* **WRITTEN TASK**
Which lines of the data below contain the string "yellow"? Copy out each of those lines in full.

Start MATERIAL SHOWN

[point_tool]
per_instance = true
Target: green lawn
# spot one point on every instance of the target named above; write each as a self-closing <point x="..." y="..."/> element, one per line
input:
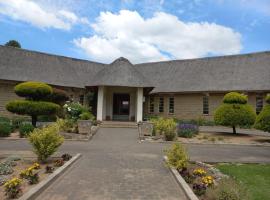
<point x="256" y="177"/>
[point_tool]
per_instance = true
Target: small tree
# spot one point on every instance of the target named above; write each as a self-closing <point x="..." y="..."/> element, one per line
<point x="263" y="119"/>
<point x="46" y="141"/>
<point x="235" y="111"/>
<point x="34" y="104"/>
<point x="13" y="43"/>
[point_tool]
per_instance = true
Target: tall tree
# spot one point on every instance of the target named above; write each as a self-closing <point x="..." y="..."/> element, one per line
<point x="235" y="111"/>
<point x="13" y="43"/>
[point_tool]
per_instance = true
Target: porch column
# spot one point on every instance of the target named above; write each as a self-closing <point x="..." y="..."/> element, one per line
<point x="139" y="106"/>
<point x="100" y="103"/>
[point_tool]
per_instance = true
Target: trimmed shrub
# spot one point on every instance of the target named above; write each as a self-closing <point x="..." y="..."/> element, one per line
<point x="58" y="96"/>
<point x="234" y="114"/>
<point x="177" y="156"/>
<point x="263" y="119"/>
<point x="86" y="116"/>
<point x="74" y="110"/>
<point x="33" y="90"/>
<point x="187" y="130"/>
<point x="235" y="98"/>
<point x="34" y="104"/>
<point x="46" y="141"/>
<point x="5" y="129"/>
<point x="25" y="129"/>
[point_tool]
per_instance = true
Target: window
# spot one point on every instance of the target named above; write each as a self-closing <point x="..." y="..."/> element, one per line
<point x="259" y="103"/>
<point x="171" y="105"/>
<point x="161" y="105"/>
<point x="206" y="105"/>
<point x="151" y="105"/>
<point x="81" y="99"/>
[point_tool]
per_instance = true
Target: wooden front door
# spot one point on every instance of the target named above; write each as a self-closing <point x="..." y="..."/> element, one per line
<point x="121" y="106"/>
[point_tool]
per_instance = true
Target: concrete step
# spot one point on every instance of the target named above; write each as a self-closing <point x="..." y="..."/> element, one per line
<point x="118" y="124"/>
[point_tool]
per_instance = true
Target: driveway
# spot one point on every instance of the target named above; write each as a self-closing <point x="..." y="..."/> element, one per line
<point x="115" y="166"/>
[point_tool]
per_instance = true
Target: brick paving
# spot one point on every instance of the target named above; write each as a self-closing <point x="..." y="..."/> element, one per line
<point x="115" y="165"/>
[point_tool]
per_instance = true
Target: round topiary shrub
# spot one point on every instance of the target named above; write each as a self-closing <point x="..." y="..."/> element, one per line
<point x="263" y="119"/>
<point x="5" y="129"/>
<point x="234" y="111"/>
<point x="235" y="98"/>
<point x="35" y="103"/>
<point x="25" y="129"/>
<point x="33" y="90"/>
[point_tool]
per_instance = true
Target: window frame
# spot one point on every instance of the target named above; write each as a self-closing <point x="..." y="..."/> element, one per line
<point x="205" y="105"/>
<point x="259" y="96"/>
<point x="159" y="104"/>
<point x="169" y="105"/>
<point x="151" y="108"/>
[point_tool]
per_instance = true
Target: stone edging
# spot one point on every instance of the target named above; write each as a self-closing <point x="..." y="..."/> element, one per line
<point x="35" y="191"/>
<point x="188" y="191"/>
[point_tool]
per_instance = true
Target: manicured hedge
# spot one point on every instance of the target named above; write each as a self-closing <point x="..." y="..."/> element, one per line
<point x="32" y="108"/>
<point x="263" y="119"/>
<point x="5" y="129"/>
<point x="34" y="90"/>
<point x="25" y="129"/>
<point x="234" y="115"/>
<point x="235" y="98"/>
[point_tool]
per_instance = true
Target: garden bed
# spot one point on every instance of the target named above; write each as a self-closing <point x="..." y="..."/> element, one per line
<point x="228" y="138"/>
<point x="21" y="167"/>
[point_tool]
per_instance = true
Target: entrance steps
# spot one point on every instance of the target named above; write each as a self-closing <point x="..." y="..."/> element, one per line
<point x="118" y="124"/>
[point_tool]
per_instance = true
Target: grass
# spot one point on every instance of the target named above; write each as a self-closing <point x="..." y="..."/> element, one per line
<point x="256" y="178"/>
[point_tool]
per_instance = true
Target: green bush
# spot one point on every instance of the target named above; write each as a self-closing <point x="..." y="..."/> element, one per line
<point x="33" y="90"/>
<point x="166" y="127"/>
<point x="263" y="119"/>
<point x="177" y="156"/>
<point x="46" y="141"/>
<point x="74" y="110"/>
<point x="4" y="119"/>
<point x="86" y="116"/>
<point x="234" y="114"/>
<point x="5" y="129"/>
<point x="25" y="129"/>
<point x="228" y="189"/>
<point x="235" y="98"/>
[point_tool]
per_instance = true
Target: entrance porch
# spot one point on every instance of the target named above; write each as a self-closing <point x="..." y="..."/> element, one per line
<point x="120" y="103"/>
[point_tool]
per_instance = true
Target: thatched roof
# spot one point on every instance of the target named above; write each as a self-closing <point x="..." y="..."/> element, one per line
<point x="247" y="72"/>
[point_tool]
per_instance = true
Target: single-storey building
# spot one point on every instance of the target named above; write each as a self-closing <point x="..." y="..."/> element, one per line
<point x="185" y="89"/>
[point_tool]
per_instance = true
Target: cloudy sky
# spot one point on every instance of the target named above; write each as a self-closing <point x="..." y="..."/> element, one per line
<point x="140" y="30"/>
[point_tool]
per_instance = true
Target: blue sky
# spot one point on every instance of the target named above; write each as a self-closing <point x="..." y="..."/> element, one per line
<point x="142" y="31"/>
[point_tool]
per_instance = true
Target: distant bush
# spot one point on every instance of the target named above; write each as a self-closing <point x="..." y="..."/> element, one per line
<point x="177" y="156"/>
<point x="74" y="110"/>
<point x="5" y="129"/>
<point x="263" y="119"/>
<point x="25" y="129"/>
<point x="35" y="103"/>
<point x="234" y="111"/>
<point x="46" y="141"/>
<point x="187" y="130"/>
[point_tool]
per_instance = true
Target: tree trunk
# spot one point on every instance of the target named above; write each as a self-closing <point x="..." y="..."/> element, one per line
<point x="34" y="121"/>
<point x="234" y="130"/>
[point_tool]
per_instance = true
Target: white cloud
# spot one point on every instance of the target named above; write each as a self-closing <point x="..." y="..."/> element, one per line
<point x="160" y="37"/>
<point x="31" y="12"/>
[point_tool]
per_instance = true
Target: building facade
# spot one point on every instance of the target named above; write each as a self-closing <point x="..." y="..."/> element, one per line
<point x="184" y="89"/>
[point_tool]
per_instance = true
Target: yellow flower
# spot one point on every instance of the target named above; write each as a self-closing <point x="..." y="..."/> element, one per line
<point x="208" y="180"/>
<point x="199" y="172"/>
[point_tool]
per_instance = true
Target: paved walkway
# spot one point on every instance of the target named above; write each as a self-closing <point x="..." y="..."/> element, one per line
<point x="115" y="166"/>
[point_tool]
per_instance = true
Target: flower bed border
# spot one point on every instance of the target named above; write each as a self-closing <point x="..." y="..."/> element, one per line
<point x="188" y="191"/>
<point x="35" y="191"/>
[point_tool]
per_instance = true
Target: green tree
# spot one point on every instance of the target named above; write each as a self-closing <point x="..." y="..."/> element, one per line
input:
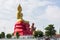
<point x="50" y="31"/>
<point x="38" y="34"/>
<point x="9" y="36"/>
<point x="17" y="35"/>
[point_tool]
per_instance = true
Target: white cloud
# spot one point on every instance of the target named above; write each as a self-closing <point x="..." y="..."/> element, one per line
<point x="53" y="13"/>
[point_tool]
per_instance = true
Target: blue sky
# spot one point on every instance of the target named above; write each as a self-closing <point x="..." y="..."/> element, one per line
<point x="41" y="12"/>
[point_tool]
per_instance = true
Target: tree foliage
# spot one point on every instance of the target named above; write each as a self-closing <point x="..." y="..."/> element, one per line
<point x="9" y="36"/>
<point x="50" y="31"/>
<point x="38" y="34"/>
<point x="17" y="35"/>
<point x="2" y="35"/>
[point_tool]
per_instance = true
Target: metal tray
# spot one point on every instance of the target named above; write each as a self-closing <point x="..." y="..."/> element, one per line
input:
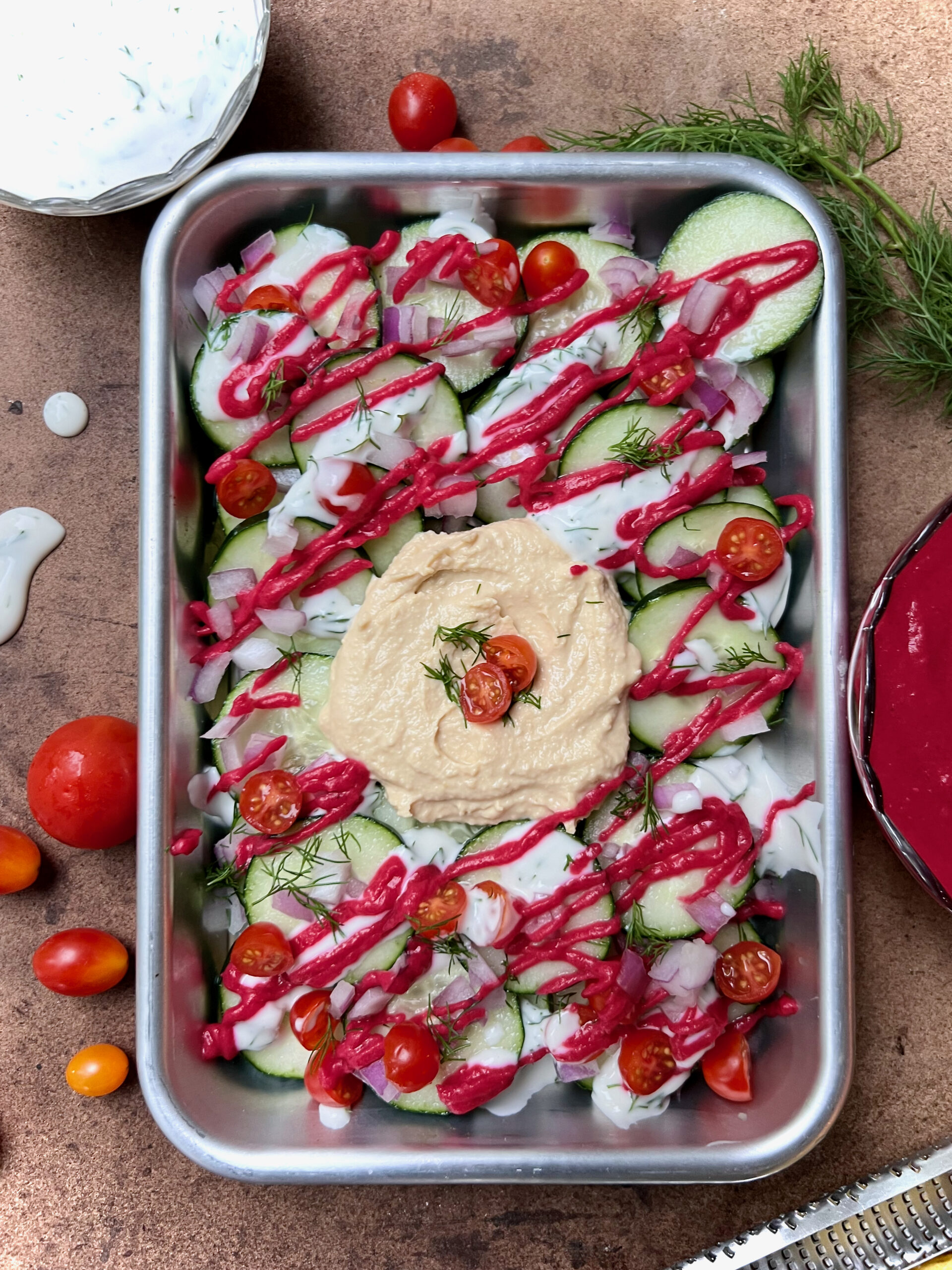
<point x="238" y="1123"/>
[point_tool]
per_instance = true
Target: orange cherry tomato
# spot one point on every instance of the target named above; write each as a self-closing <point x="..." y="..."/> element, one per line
<point x="19" y="860"/>
<point x="422" y="111"/>
<point x="645" y="1060"/>
<point x="272" y="299"/>
<point x="726" y="1067"/>
<point x="526" y="144"/>
<point x="411" y="1057"/>
<point x="515" y="657"/>
<point x="82" y="784"/>
<point x="751" y="549"/>
<point x="271" y="802"/>
<point x="547" y="266"/>
<point x="485" y="694"/>
<point x="748" y="972"/>
<point x="97" y="1070"/>
<point x="80" y="963"/>
<point x="493" y="278"/>
<point x="262" y="951"/>
<point x="440" y="913"/>
<point x="248" y="489"/>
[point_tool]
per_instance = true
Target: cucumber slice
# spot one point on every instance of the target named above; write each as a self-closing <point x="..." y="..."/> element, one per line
<point x="735" y="225"/>
<point x="502" y="1029"/>
<point x="653" y="627"/>
<point x="432" y="412"/>
<point x="306" y="742"/>
<point x="555" y="319"/>
<point x="451" y="307"/>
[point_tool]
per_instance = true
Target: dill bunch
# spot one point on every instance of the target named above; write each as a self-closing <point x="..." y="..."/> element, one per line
<point x="898" y="264"/>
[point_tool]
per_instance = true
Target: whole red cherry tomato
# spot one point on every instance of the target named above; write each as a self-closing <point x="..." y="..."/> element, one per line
<point x="80" y="962"/>
<point x="726" y="1067"/>
<point x="262" y="951"/>
<point x="751" y="549"/>
<point x="248" y="489"/>
<point x="547" y="266"/>
<point x="82" y="784"/>
<point x="411" y="1057"/>
<point x="493" y="278"/>
<point x="19" y="860"/>
<point x="515" y="657"/>
<point x="271" y="802"/>
<point x="422" y="111"/>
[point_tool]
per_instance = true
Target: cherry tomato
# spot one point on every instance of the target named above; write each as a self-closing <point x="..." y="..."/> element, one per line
<point x="248" y="489"/>
<point x="422" y="111"/>
<point x="262" y="951"/>
<point x="493" y="278"/>
<point x="515" y="657"/>
<point x="751" y="549"/>
<point x="19" y="860"/>
<point x="525" y="144"/>
<point x="271" y="802"/>
<point x="411" y="1057"/>
<point x="547" y="266"/>
<point x="310" y="1019"/>
<point x="485" y="694"/>
<point x="748" y="972"/>
<point x="358" y="480"/>
<point x="272" y="298"/>
<point x="97" y="1070"/>
<point x="82" y="784"/>
<point x="441" y="912"/>
<point x="726" y="1067"/>
<point x="645" y="1060"/>
<point x="347" y="1090"/>
<point x="80" y="963"/>
<point x="452" y="145"/>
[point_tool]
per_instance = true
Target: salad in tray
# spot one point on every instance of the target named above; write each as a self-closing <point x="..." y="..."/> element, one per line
<point x="488" y="651"/>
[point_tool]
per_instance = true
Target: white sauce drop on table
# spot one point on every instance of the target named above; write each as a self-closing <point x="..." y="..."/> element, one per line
<point x="27" y="536"/>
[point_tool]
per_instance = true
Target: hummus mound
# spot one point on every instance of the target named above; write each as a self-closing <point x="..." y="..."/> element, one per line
<point x="512" y="578"/>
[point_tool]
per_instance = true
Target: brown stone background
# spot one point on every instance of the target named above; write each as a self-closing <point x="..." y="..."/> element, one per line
<point x="94" y="1183"/>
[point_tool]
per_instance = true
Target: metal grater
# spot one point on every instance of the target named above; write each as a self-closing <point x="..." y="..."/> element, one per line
<point x="899" y="1217"/>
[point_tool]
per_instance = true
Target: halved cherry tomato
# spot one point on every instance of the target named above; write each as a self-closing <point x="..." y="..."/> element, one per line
<point x="726" y="1067"/>
<point x="493" y="278"/>
<point x="310" y="1019"/>
<point x="272" y="298"/>
<point x="547" y="266"/>
<point x="262" y="951"/>
<point x="271" y="802"/>
<point x="248" y="489"/>
<point x="645" y="1060"/>
<point x="526" y="144"/>
<point x="411" y="1057"/>
<point x="19" y="860"/>
<point x="751" y="549"/>
<point x="80" y="963"/>
<point x="515" y="657"/>
<point x="97" y="1070"/>
<point x="748" y="972"/>
<point x="440" y="913"/>
<point x="485" y="694"/>
<point x="422" y="111"/>
<point x="82" y="784"/>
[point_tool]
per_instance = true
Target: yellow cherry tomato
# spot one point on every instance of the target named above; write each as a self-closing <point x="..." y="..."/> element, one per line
<point x="97" y="1070"/>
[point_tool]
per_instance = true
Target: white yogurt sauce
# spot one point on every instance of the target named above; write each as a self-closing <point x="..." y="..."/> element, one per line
<point x="102" y="93"/>
<point x="27" y="536"/>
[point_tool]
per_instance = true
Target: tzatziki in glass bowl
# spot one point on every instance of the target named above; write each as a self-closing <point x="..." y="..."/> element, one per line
<point x="115" y="103"/>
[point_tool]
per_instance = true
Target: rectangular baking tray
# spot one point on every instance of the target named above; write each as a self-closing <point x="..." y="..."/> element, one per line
<point x="238" y="1123"/>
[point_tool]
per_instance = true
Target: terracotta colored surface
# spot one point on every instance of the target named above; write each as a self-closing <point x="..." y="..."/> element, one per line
<point x="94" y="1183"/>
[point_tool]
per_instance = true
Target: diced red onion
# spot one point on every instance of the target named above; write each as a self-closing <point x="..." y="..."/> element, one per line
<point x="257" y="251"/>
<point x="701" y="305"/>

End MATERIAL SHOWN

* **EXERCISE SOLUTION**
Target: yellow flower
Target: yellow cherry tomato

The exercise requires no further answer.